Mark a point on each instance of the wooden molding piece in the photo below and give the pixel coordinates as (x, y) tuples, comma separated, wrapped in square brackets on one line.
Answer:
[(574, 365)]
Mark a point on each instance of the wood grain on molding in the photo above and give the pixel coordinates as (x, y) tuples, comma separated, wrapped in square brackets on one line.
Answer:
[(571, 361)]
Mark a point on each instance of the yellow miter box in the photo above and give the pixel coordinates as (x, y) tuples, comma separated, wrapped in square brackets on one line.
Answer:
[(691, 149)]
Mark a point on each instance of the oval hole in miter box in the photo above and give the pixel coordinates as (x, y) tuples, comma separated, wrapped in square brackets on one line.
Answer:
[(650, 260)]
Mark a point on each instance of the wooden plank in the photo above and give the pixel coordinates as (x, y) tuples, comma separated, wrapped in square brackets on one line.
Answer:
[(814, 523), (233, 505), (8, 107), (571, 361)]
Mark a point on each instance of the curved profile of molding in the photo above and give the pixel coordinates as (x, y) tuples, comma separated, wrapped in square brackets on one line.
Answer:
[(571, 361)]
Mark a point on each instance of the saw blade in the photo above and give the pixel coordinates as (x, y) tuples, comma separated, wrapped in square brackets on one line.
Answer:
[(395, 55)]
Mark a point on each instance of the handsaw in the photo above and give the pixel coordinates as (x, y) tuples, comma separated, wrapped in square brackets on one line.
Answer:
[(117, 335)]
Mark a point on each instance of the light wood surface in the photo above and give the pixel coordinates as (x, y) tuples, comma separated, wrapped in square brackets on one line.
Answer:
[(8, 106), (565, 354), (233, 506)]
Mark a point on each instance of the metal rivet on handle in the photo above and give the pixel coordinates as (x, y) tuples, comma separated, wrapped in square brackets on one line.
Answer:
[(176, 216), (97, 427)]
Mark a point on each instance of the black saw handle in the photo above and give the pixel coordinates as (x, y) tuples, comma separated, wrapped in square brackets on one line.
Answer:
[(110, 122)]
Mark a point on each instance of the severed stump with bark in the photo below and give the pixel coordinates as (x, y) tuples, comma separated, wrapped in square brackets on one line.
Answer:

+===+

• **What you should do**: Whichever lines of the material hold the word "miter", find and copy them.

• **Result for this exercise**:
Mark a point on each instance of the yellow miter box in the photo above and give the pixel coordinates as (x, y) tuples, comma separated, wrapped in square brackets on one line.
Mark a point on each instance of the oval hole in miter box in the photo above and give the pixel coordinates as (x, y) tuples, comma separated, wrapped in square brackets on one line.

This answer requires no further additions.